* _Set task_
Lines before the one containing "305), using the photo above." are excluded; retype that line and all remaining lines of the material exactly.

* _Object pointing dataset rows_

________________

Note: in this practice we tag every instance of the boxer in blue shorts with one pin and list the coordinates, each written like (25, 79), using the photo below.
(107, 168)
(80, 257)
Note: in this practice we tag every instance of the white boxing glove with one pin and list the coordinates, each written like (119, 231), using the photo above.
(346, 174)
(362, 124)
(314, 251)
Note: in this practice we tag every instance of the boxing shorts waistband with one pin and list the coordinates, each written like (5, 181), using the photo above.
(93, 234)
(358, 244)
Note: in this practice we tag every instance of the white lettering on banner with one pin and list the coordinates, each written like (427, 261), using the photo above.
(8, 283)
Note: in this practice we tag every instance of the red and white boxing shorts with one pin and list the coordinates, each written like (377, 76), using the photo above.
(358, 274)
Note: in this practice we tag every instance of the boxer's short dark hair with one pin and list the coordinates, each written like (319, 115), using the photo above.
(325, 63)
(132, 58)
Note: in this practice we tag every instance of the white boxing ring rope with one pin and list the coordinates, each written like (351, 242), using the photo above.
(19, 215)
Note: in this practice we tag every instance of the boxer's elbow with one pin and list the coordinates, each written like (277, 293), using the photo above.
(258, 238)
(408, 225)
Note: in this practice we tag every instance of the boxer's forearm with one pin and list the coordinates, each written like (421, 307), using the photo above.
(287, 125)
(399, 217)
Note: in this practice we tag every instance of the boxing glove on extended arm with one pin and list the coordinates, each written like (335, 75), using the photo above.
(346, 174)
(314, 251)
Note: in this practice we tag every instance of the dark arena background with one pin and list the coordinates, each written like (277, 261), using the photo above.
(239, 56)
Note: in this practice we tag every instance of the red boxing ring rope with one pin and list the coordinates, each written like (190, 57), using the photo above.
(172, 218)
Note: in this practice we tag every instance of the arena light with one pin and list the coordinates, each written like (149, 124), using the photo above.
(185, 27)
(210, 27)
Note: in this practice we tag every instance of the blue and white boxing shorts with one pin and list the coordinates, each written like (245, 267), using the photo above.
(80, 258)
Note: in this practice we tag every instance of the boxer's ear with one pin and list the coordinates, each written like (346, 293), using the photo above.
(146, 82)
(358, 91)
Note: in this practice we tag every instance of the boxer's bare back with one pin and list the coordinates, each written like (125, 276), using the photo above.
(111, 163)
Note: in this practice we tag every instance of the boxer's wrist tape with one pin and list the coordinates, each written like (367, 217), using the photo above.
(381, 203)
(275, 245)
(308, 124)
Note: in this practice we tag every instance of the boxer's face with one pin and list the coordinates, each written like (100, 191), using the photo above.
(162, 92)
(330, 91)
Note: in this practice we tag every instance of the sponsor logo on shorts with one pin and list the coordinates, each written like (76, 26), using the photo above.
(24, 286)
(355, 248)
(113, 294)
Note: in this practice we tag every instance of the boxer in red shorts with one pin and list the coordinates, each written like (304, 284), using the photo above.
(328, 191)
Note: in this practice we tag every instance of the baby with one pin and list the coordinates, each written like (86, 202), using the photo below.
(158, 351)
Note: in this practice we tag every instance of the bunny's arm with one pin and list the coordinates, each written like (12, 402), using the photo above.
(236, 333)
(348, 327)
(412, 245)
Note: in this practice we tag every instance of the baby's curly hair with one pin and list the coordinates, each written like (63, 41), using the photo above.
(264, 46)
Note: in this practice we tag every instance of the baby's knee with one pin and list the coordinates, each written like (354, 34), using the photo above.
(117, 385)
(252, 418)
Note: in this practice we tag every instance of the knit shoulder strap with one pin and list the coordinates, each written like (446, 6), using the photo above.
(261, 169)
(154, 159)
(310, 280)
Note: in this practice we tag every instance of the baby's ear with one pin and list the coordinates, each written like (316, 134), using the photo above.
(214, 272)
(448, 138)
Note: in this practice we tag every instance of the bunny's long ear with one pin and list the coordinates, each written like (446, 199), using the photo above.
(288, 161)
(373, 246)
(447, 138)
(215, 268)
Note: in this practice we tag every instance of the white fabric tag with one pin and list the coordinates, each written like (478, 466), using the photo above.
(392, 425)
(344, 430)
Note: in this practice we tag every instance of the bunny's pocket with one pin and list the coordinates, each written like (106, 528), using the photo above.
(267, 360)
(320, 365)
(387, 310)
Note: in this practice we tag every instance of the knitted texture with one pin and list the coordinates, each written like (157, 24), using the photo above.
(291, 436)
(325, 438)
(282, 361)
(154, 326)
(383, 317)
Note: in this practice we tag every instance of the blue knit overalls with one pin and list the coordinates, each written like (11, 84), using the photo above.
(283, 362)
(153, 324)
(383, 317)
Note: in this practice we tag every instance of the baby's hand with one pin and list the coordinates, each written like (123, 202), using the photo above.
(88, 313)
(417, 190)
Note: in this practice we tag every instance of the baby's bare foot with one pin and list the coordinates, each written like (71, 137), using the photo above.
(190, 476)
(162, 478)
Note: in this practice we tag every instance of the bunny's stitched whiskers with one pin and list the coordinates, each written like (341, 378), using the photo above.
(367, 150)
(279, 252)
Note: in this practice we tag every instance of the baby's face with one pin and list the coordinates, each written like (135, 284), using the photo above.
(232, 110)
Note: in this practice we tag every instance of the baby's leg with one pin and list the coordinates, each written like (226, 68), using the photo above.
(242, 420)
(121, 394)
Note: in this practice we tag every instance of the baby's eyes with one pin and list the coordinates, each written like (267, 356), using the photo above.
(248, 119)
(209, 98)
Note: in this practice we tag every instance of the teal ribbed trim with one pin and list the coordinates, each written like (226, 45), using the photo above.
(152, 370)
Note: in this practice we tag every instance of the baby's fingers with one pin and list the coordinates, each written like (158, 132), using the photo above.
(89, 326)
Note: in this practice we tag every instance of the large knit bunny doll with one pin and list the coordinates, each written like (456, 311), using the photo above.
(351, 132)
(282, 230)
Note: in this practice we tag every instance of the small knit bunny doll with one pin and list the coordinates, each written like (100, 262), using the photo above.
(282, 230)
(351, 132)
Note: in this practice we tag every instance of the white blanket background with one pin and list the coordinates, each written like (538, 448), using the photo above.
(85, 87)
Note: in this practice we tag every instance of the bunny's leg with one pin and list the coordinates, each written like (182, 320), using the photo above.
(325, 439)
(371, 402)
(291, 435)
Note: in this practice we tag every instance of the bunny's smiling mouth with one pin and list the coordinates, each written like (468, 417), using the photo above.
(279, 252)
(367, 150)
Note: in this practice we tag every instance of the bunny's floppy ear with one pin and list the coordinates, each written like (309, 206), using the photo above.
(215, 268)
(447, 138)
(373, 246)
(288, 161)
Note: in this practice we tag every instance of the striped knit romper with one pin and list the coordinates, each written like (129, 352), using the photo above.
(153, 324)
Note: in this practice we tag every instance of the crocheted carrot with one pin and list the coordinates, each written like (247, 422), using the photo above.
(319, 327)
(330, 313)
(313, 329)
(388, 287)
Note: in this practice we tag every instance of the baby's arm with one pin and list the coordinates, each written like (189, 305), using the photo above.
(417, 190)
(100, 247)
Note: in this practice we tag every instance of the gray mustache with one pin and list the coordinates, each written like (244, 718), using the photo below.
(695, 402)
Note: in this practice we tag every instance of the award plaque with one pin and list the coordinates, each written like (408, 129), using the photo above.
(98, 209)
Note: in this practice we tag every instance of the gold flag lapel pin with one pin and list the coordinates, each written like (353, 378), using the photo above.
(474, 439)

________________

* _Complete answer_
Note: in this practice we tag every instance of the baby's arm with one pin and list the coordinates, each written like (189, 305), using the photo above.
(417, 190)
(100, 247)
Note: in this practice we tag every instance of the gray mustache with one pin and list the coordinates, each written like (244, 718), using the photo below.
(695, 402)
Note: in this practice we tag every instance of the award plaque with one pin and list the coordinates, each written like (408, 129), using the photo above.
(98, 209)
Note: in this practice we tag every instance of the gold flag lapel pin with one pin and list the coordinates, each written like (353, 378), using the photo above.
(474, 439)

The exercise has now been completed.